§ **Record set**:

..........

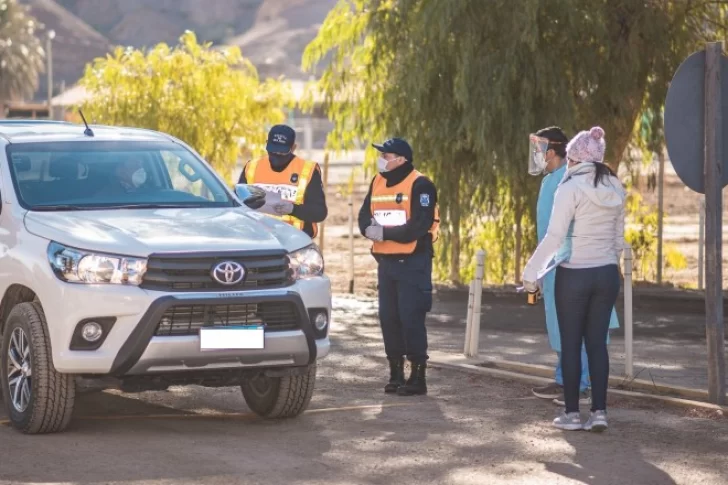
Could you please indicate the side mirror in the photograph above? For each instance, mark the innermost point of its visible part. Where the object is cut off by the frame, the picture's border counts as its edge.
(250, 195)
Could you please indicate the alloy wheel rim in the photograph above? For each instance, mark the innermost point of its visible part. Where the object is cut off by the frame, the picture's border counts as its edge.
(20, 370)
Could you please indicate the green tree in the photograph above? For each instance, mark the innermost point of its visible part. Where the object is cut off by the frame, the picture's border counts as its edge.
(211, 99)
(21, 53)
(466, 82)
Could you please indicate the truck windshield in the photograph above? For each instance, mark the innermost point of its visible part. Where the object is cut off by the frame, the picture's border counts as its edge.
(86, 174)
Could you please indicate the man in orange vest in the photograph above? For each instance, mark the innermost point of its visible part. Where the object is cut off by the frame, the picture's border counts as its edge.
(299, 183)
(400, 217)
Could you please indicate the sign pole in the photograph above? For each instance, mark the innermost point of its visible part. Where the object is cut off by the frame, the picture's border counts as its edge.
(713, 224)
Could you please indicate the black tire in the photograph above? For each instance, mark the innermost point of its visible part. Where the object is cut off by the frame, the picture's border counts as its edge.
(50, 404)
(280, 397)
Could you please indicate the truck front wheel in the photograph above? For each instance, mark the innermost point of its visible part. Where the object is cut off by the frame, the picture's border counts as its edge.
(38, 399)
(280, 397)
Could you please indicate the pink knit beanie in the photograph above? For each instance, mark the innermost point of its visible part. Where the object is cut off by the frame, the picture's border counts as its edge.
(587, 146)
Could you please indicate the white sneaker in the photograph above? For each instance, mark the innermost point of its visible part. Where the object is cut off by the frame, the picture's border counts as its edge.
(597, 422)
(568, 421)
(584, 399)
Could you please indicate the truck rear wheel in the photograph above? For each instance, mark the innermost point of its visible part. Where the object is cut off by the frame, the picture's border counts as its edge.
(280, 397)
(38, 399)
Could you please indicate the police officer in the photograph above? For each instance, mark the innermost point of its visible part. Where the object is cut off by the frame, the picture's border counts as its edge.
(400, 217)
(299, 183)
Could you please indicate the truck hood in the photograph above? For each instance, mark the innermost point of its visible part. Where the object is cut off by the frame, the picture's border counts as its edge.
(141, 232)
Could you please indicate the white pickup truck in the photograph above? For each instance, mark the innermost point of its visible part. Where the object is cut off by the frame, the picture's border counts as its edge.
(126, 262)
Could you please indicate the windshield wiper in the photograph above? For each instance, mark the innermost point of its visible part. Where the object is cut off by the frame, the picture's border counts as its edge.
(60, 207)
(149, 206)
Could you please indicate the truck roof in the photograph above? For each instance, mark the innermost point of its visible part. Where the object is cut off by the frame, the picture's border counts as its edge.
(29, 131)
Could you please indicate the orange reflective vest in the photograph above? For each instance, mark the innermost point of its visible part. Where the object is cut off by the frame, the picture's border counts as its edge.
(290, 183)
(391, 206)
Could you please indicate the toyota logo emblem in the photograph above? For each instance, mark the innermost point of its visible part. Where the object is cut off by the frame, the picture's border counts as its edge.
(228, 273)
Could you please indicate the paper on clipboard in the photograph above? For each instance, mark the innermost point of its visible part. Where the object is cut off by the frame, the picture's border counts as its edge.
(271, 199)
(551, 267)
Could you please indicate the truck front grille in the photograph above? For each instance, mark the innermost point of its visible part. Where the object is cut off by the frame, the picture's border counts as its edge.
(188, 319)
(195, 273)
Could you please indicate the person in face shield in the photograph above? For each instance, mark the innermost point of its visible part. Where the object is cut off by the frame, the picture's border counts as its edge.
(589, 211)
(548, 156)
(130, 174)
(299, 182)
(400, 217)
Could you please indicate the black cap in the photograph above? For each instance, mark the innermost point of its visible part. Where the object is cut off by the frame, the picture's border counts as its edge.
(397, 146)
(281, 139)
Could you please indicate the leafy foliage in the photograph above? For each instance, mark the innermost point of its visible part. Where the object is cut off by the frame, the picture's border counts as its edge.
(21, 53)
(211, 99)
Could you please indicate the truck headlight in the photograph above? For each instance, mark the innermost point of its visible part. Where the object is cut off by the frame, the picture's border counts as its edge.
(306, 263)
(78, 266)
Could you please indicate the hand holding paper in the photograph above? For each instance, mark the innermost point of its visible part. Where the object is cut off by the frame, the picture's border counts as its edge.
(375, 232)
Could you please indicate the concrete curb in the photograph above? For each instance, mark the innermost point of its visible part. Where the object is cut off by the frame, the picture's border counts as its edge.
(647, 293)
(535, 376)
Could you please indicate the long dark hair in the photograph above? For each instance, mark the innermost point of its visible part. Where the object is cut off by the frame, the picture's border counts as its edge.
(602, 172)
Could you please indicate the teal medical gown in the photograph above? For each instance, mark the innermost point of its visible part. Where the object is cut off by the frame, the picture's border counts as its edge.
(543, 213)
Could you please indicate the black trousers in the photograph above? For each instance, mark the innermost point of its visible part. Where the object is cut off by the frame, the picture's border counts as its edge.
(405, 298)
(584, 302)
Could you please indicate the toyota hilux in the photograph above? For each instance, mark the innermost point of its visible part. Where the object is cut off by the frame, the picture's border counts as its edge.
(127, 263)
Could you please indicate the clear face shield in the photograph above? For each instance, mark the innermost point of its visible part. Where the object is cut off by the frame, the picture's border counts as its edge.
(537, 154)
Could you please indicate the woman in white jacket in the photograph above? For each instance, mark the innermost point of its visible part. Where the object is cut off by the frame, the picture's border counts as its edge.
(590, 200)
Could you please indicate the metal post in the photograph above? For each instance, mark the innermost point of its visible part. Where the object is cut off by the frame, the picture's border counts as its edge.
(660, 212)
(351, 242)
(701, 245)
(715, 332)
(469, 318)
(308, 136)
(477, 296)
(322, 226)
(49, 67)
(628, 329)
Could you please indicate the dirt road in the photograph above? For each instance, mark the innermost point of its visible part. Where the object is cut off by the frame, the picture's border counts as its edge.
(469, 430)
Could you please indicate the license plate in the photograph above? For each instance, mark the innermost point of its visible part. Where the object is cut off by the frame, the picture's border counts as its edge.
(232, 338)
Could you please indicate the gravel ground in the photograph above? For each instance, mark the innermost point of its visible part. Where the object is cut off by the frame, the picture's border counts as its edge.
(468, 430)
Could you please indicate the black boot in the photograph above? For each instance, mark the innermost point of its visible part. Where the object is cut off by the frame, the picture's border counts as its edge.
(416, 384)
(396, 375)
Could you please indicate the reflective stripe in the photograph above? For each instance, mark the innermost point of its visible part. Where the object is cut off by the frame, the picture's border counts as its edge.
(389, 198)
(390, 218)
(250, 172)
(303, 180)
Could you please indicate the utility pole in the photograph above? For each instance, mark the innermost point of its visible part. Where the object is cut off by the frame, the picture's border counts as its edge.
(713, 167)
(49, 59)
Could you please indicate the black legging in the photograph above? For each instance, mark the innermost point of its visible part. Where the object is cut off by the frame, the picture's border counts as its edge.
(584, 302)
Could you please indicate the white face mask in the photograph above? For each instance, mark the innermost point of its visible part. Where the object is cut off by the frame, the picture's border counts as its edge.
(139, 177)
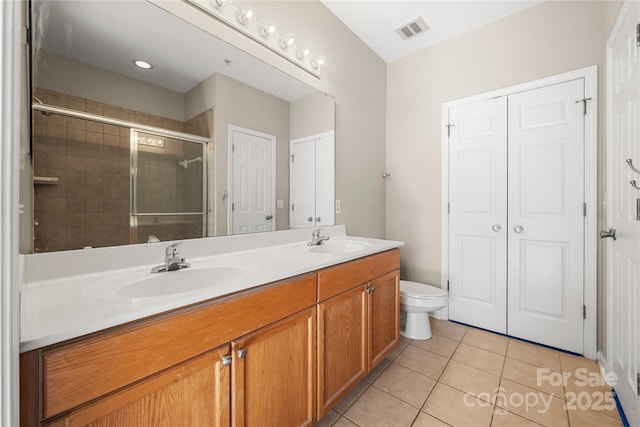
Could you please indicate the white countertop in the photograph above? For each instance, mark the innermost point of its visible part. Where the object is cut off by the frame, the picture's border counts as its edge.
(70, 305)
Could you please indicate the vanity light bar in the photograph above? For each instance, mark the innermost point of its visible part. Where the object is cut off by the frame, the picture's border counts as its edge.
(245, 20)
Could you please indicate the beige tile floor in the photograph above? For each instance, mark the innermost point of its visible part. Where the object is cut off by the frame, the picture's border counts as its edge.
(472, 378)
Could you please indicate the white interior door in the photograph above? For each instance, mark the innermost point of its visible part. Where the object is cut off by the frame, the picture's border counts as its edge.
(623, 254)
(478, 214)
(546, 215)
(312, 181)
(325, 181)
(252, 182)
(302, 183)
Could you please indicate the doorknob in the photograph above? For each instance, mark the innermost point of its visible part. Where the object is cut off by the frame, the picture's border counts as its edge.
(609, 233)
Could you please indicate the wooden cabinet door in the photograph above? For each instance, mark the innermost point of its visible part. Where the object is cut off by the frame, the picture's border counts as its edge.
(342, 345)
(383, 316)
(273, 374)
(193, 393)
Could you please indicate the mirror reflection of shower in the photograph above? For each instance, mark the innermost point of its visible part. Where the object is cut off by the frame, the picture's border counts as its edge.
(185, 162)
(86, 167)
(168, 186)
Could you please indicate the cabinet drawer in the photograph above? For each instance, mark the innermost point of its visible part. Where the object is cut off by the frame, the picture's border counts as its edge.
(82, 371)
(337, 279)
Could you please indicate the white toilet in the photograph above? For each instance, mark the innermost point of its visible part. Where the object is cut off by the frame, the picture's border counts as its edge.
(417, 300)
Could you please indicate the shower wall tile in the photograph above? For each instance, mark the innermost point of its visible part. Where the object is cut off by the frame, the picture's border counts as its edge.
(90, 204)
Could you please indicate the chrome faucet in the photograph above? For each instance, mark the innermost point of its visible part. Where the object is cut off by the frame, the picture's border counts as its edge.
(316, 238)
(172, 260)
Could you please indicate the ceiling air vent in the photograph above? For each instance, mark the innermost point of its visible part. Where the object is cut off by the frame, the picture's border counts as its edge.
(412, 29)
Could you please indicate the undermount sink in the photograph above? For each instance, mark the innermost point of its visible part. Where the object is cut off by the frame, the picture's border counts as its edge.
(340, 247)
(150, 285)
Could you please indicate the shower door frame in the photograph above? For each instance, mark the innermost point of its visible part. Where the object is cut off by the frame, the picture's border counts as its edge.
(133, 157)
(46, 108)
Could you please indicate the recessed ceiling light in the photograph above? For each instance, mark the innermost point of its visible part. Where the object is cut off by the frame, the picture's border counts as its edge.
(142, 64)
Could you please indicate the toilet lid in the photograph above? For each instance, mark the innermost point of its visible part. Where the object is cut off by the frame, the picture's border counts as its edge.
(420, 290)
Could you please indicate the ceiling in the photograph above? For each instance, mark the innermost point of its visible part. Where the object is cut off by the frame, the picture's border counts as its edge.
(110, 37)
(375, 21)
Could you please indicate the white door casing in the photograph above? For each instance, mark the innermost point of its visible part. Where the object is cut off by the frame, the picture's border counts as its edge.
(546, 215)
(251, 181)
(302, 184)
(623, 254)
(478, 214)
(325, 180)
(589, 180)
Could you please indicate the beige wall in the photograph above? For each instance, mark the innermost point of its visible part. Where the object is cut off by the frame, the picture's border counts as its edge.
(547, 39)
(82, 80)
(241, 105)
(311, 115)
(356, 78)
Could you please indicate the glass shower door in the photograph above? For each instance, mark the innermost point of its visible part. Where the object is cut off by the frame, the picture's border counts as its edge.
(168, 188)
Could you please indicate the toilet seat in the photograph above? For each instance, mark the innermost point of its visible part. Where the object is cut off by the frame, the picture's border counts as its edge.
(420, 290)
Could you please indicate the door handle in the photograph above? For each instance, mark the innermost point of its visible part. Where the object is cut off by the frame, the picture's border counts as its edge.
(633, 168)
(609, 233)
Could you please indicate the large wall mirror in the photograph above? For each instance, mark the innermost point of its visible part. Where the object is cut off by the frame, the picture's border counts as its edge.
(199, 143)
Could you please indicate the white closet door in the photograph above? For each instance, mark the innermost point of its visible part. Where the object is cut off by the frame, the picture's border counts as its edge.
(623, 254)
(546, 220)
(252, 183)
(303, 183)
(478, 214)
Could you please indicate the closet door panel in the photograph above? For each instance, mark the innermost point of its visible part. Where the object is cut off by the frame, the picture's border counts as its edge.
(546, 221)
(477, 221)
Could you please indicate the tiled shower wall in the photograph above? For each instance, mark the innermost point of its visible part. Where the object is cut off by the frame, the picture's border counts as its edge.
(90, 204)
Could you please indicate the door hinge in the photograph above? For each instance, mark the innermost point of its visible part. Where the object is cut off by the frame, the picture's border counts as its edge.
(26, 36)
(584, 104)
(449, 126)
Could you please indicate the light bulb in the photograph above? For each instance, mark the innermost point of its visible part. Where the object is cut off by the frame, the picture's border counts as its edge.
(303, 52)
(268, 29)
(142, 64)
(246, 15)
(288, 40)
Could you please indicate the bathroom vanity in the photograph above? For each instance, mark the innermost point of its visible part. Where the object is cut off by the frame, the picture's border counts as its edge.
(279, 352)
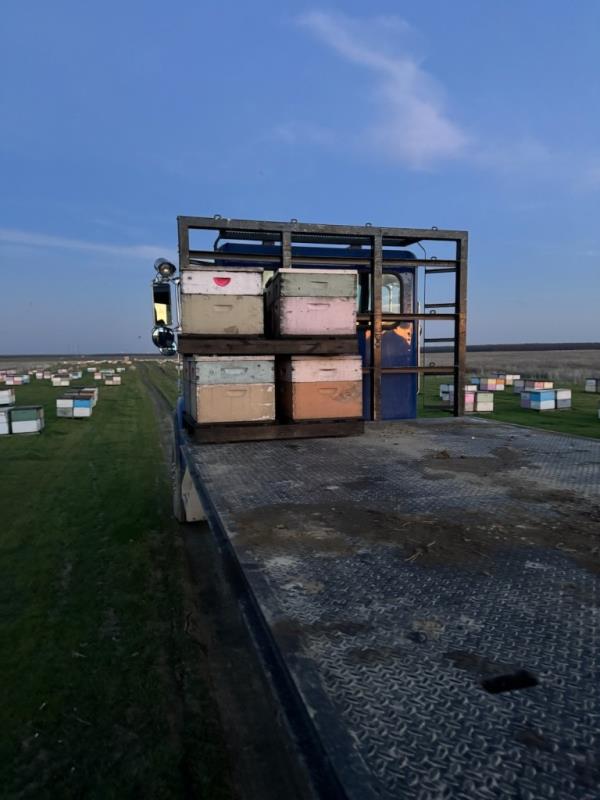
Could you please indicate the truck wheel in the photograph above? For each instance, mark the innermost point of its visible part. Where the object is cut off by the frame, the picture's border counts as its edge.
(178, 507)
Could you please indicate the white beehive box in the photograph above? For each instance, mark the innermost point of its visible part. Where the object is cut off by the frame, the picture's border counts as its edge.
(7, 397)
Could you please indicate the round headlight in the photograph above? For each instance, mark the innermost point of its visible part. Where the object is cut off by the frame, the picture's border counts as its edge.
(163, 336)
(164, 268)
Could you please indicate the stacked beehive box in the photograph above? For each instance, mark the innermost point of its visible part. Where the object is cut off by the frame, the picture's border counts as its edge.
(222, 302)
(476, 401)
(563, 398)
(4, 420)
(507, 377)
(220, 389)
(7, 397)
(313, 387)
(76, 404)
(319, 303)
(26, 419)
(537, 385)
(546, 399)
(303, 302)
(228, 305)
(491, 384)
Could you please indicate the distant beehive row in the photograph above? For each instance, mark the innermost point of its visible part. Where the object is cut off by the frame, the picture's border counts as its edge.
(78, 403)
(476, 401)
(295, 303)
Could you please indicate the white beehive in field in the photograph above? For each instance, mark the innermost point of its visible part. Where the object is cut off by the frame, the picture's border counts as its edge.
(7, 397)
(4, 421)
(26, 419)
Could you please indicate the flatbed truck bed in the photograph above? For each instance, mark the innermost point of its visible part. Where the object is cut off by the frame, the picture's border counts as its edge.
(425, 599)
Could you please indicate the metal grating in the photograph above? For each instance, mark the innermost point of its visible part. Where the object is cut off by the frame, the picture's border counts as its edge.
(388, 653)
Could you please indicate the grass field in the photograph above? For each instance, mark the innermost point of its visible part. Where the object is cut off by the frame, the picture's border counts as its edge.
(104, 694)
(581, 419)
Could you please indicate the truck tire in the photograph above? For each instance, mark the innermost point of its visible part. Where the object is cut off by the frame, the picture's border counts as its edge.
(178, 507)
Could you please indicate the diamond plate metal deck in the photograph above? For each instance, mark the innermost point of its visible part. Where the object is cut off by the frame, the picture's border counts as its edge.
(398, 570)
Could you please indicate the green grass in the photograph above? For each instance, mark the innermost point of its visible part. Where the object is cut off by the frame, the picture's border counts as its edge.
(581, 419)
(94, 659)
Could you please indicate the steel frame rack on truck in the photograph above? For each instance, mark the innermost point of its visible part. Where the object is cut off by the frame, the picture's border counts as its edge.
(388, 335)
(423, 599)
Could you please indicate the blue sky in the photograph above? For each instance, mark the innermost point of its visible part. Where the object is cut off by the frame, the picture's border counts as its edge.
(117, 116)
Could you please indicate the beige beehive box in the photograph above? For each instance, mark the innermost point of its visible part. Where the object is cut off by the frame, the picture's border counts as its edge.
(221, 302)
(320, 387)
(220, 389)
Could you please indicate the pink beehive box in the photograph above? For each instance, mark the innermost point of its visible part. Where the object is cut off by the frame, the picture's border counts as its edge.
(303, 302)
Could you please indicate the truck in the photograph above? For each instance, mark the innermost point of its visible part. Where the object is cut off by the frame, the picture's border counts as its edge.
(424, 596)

..........

§ **Work order**:
Start with the line that contains "Could you please indicate the green grass", end with the last line of the entries, and please retype every line in that span exactly, with no others.

§ **Problem solution**:
Could you please indicate the green grass in the photograph above? For each instance, mark the innermost point of its visible part. Where the object is cut off by the frame, the picture's border counts as its edge.
(581, 419)
(94, 659)
Could you please indicate the steel frame rack on truck in the photograph above? For each instance, mark the innermost point of its visible part. Where the object is cut off by the frame, the picture's border counts as its edge.
(388, 335)
(423, 599)
Could you please indicate the blue sky in the photograph above? For each instance, mark the innermost point of its visible part. Where the object is cut off by the frame, the picture's border counts as its edge.
(117, 116)
Could you please indicate the beige beehive box in the photograph above? For each instance, mark the innermost point of its visible part. Where the object is cut off by the frame, the picture's border counts as its edge.
(221, 302)
(320, 387)
(220, 389)
Could you please indicate the pink beehive box in the photograph above? For each instance, mark the innermost point of its visible part. Where the object is cut off by the frame, the picture's border counts as its edge.
(303, 302)
Could you please indicate the truck in the photograph above? For each instance, mark the innermost point of its visible part. Where the object is cut off by the frame, the picture's border counts as its edge.
(424, 596)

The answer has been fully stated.